SUPPLIED RECORDS:
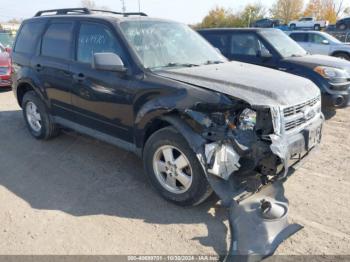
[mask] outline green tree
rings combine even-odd
[[[250,26],[254,21],[264,18],[266,15],[266,8],[260,3],[248,4],[244,10],[239,14],[241,26]]]
[[[303,7],[304,0],[277,0],[270,12],[274,18],[281,19],[287,24],[301,16]]]
[[[233,13],[231,9],[215,7],[195,28],[247,27],[253,21],[264,17],[266,9],[261,4],[248,4],[243,11]]]
[[[209,11],[209,14],[204,17],[202,23],[200,23],[198,27],[231,27],[235,20],[236,18],[230,9],[217,6]]]

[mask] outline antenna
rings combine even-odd
[[[139,3],[139,13],[141,13],[141,0],[138,0]]]
[[[126,13],[126,6],[125,6],[125,1],[124,0],[120,0],[122,2],[122,11],[123,13]]]

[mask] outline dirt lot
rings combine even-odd
[[[290,218],[305,228],[279,254],[350,252],[350,108],[287,182]],[[0,254],[224,254],[215,200],[179,208],[150,188],[137,157],[75,133],[40,142],[12,92],[0,93]]]

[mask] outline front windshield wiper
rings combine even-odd
[[[192,64],[192,63],[175,63],[175,62],[171,62],[165,66],[162,66],[162,68],[164,67],[194,67],[194,66],[199,66],[197,64]]]
[[[223,61],[220,60],[208,60],[205,65],[217,65],[217,64],[222,64],[224,63]]]
[[[291,57],[302,57],[302,55],[293,54],[293,55],[291,55]]]

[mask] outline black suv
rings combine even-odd
[[[336,23],[336,28],[338,30],[348,30],[350,29],[350,17],[340,19]]]
[[[310,79],[328,108],[350,104],[350,62],[310,55],[279,29],[203,29],[199,33],[230,60],[265,66]]]
[[[243,192],[254,178],[257,191],[321,138],[312,82],[228,62],[188,26],[142,13],[41,11],[23,22],[13,66],[35,138],[65,127],[135,152],[180,205],[203,202],[213,181]]]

WORK ORDER: Take the word "outline" and find each line of the material that contains it. Copy those lines.

PROBLEM SOLUTION:
[mask] outline green tree
[mask] outline antenna
[mask] outline dirt lot
[mask] outline front windshield wiper
[mask] outline black suv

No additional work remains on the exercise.